• Input:
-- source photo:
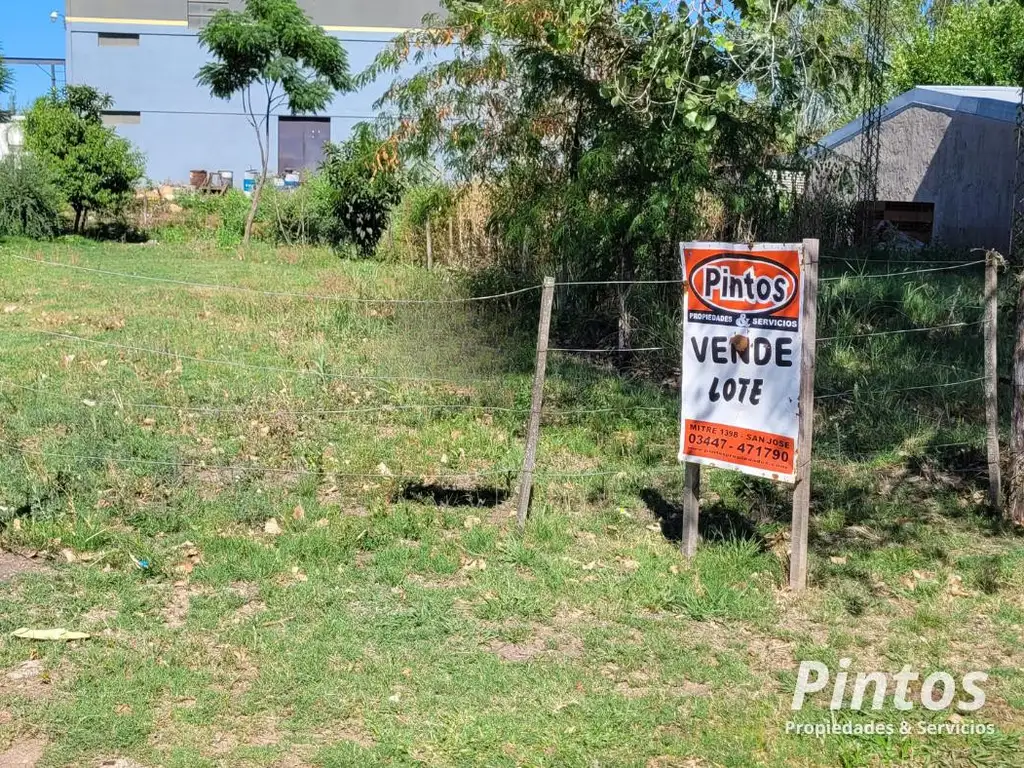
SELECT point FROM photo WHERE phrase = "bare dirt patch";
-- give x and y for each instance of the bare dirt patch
(30, 680)
(12, 564)
(556, 639)
(24, 753)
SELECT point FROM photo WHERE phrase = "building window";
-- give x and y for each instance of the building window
(113, 118)
(201, 11)
(912, 219)
(117, 39)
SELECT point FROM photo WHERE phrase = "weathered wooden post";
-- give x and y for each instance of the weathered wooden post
(802, 491)
(691, 509)
(430, 247)
(537, 402)
(992, 261)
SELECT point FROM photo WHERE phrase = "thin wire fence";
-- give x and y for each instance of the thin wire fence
(467, 335)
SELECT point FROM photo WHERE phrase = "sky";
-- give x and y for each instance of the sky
(26, 30)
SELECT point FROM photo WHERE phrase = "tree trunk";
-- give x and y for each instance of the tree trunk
(251, 218)
(1017, 425)
(626, 269)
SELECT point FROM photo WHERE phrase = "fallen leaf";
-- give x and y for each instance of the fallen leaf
(58, 634)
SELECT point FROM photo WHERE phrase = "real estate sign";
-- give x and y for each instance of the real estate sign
(741, 354)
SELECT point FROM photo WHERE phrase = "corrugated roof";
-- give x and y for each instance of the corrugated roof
(991, 101)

• Task details: Copy out the entries verbatim and leave the images out.

• Result for this exercise:
-- source photo:
SELECT point FROM photo WHERE phrase = "bare dirt patch";
-- give x and y for each instance of the bare dirt patch
(30, 680)
(12, 564)
(556, 639)
(24, 753)
SELECT point FROM photo WHERE phrase = "building window";
-- give x and y for each instance of the building window
(113, 118)
(201, 11)
(912, 219)
(117, 39)
SELECT point FROM photo WHERE phrase = "weathered wooden post";
-- give x and y for each instance of the weathered wooden post
(802, 491)
(691, 509)
(430, 247)
(537, 402)
(992, 261)
SELECT point FROM photo WHERE phrase = "thin wire fence";
-- give x and y for each instance of the thin wire fence
(467, 335)
SELECT point FROM photo WHERE phrase = "sky";
-- give x and y for each instance of the sky
(26, 30)
SELECT point FROM photo WHERE phrase = "tree trunk";
-- give x and y for each instance of the tree trunk
(251, 218)
(1017, 425)
(626, 269)
SELECT point FROM photo WHERE phrase = "fallen leaf";
-- give x and y for each instance of the fallen leaf
(58, 634)
SELECT point FROM photo WHERE phrase = "real estate sign";
-- give x and y for each instance of the real estate sign
(741, 354)
SELECT point FROM photo WHERE phrase = "corrugated roof";
-- give x and y for each instance of the corrugated roof
(991, 101)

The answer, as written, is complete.